**WHAT TO PRODUCE**
Only the pictures are to be dropped; the rest of the data below is to be duplicated exactly.

**DATA EXTRACT**
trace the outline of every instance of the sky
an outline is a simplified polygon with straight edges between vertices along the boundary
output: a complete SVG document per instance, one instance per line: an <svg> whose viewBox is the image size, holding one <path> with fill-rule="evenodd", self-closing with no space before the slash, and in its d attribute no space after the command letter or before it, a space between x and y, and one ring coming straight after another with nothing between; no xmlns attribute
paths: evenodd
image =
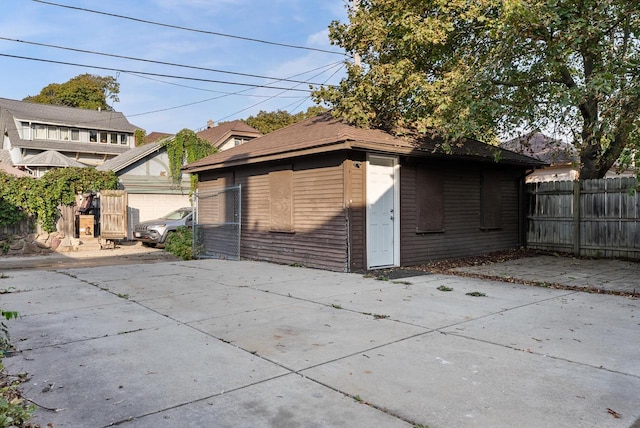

**RESPONSE**
trace the outline of every instance of the sky
an outline is a simplified polygon with straight edges between vertices along the boundary
output: a complete SVG document per instance, one instance per line: an <svg> whose viewBox is the image size, holding one <path> with fill-rule="evenodd", self-closing with no space before the slash, and in its d attribute no space after the command letter or before it, a space between x and y, and one ring coming straight after another with nothing between; no xmlns attribute
paths: evenodd
image =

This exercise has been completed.